-- EXERCISE OBJECTIVE --
Can you render the lines below as a numbered list, skipping blank lines and leaving the pictures out?

-- RECORD SET --
+---+
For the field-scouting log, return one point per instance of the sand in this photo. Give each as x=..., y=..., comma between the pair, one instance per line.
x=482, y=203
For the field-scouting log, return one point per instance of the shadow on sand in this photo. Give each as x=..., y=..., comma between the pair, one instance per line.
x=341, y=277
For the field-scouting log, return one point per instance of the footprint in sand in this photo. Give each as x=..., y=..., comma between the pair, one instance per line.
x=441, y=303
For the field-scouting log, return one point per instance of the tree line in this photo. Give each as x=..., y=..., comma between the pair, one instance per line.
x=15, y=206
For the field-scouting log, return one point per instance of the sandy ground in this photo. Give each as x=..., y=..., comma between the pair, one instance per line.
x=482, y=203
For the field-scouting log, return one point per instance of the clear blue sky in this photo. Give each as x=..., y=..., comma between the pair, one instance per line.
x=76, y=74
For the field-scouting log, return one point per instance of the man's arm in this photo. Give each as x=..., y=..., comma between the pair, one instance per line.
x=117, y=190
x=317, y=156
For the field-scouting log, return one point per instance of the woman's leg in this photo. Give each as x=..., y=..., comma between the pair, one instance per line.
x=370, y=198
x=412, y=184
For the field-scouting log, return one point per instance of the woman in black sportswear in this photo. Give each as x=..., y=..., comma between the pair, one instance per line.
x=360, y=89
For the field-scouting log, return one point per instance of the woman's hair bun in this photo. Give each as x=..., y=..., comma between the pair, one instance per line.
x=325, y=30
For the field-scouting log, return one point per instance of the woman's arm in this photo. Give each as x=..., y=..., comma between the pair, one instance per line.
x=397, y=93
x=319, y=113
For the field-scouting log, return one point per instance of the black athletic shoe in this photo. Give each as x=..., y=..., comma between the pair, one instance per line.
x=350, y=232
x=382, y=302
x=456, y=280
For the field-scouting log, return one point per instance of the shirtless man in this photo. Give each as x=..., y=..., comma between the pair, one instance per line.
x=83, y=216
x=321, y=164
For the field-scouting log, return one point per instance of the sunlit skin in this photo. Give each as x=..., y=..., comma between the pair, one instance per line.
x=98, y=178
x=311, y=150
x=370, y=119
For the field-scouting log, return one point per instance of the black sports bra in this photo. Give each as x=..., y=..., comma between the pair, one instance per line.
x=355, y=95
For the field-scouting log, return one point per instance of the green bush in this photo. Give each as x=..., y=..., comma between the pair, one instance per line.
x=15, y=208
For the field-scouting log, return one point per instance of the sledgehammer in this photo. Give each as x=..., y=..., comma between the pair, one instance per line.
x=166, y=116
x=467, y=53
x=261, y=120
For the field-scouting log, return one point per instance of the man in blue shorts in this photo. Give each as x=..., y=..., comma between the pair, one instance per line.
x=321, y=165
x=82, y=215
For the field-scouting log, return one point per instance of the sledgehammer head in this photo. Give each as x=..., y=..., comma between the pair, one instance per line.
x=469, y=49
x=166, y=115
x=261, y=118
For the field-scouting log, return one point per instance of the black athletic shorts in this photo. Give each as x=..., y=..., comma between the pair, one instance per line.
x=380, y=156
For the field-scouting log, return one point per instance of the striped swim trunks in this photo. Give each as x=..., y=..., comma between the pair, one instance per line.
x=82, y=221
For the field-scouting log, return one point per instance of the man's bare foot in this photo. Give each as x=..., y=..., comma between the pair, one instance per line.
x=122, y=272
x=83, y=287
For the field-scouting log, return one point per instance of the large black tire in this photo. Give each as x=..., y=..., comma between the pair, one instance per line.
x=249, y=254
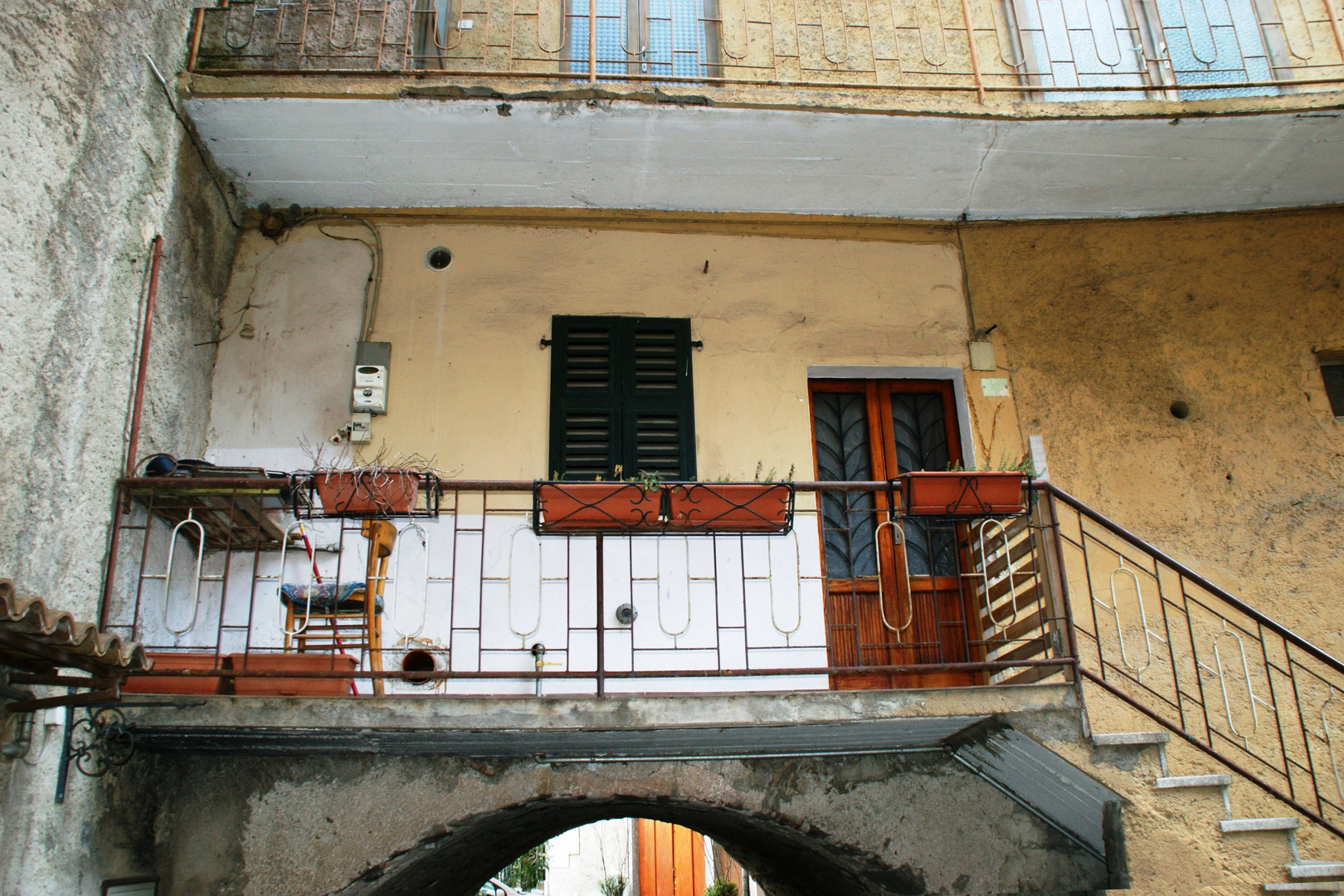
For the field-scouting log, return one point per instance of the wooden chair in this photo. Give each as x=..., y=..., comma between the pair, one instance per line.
x=355, y=621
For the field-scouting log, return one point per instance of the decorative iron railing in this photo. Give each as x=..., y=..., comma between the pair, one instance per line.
x=1054, y=50
x=219, y=577
x=222, y=581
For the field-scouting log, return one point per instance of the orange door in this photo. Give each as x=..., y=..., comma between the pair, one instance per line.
x=671, y=860
x=875, y=614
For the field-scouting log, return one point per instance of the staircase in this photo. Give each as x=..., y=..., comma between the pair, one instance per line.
+---+
-- FULL RESPONSE --
1. For the field-scouting log, return one point per instance of the sand in this photo. Give each as x=..., y=..., comma between the pair, one instance per line.
2. x=482, y=203
3. For the field-scouting log, return one point per instance of the shadow on sand in this photo. Give each as x=..., y=..., comma between the pair, one instance per line.
4. x=341, y=277
5. For the field-scouting log, return one point per instance of the footprint in sand in this photo. Give each as x=..., y=..., comma between the pair, one instance per line.
6. x=441, y=303
7. For the field-scouting log, return one point per instance of the tree line in this photo. Give each as x=..., y=..., comma between the pair, one instance per line.
8. x=15, y=206
9. For the field-scouting log, return one point per instance of the sandy ground in this photo. Give each as x=..., y=..., comma between the pair, one instance per line.
10. x=482, y=203
11. For the field-scouting log, return one point per instance of the clear blue sky in this photo. Give each as x=..., y=..., comma between the pair, one instance per line.
12. x=76, y=74
13. For the field-scouting log, return one point per instance of the man's arm in this photo. Give each as x=..., y=..., comma between the pair, one instance per line.
14. x=117, y=190
15. x=317, y=156
16. For the field-scouting log, return one point per instance of the woman's leg in this photo. Give each as x=..., y=..., comma between the pair, one instance per line.
17. x=370, y=198
18. x=412, y=184
19. For the field-scouting log, return one point per instance of the woman in black sportswear in this photo. Give each as x=..., y=..., comma between the pair, one instance per line.
20. x=360, y=89
21. For the field-scouting log, return one point per instance of the woman's hair bun in this photo. Give each as x=..., y=..., comma between the pair, one instance per line.
22. x=325, y=30
23. For the field-scouting log, return one point per instance of the woman's arm in this photo. Give each as x=..., y=..., comma between the pair, one instance per line.
24. x=397, y=93
25. x=319, y=113
26. For the field-scouting log, return one point per instance of the black athletic shoe in this photo. Give each as x=..., y=..., comma between the pair, one instance per line.
27. x=350, y=232
28. x=382, y=302
29. x=456, y=280
30. For the field-scouting log, return one point per instance of the shirtless man in this photo. Give each as x=..., y=..., comma between the pair, one instance per line.
31. x=83, y=216
32. x=321, y=164
33. For the field-scouting log, return one point per instance of the sunlit skin in this photo. Give each as x=..., y=..., comma between the pair, one instance per line.
34. x=98, y=178
35. x=311, y=150
36. x=370, y=119
37. For the field-scouting log, return one point per instance of the black sports bra in this photo. Give each as x=..., y=..., comma between the pair, one instance per line.
38. x=355, y=95
39. For the field-scouting log, return one point per instance of the green bush in this photo. Give each as x=..., y=..., comma between the pair, one instance per line.
40. x=15, y=208
41. For the field-scouting log, return one point per instance of the sledgehammer in this photo. Give each as x=..., y=..., comma between the pair, one instance per line.
42. x=166, y=116
43. x=467, y=53
44. x=261, y=120
45. For the field-scouting log, return one point per instance of the man in blue shorts in this photo. Give each as x=..., y=..., comma between the pair, one instance per line.
46. x=321, y=165
47. x=82, y=215
48. For the field-scouting log, return one point per instance of the sledgehammer head in this photo. Give each as x=..., y=..., comma between the pair, one instance per line.
49. x=469, y=49
50. x=166, y=115
51. x=261, y=118
52. For the field-scouting log, return one point per instance of the black athletic shorts in this photo. Give each as x=..., y=..., comma between the pair, one instance per line.
53. x=380, y=156
54. For the field-scouting log, return one point per instance of the striped swim trunks in this photo. Give each as x=..., y=..., comma between the pair, one instance per line.
55. x=82, y=221
56. For the field-scouting log, return one point per instance of the man's bare foot in this photo. Give each as x=..., y=..., comma between the pair, one instance per line.
57. x=122, y=272
58. x=83, y=287
59. For the field-scouting log, return one point per instance of the large black tire in this photo. Give each as x=..., y=..., comma between the pair, one instance per line.
60. x=249, y=254
61. For the field-scouting log, return one point per instance of the wooden chair in this photo. Give each as x=..., y=..., comma between the pair, one instance per line.
62. x=355, y=621
63. For the field-scouting log, return one point per instance of the decorative iron railing in this photo. Give each as x=..., y=..., comma between the pair, one instance per line.
64. x=1054, y=50
65. x=219, y=577
66. x=222, y=581
67. For the field-scouting log, return one point per instance of the orange door in this photo. Give each as x=..., y=..., comma between the pair, one instance per line.
68. x=671, y=860
69. x=875, y=614
70. For the field-scouting log, return one point per instance of the staircase in this photo. Give each as x=..., y=..., comma between the pair, one instance per line.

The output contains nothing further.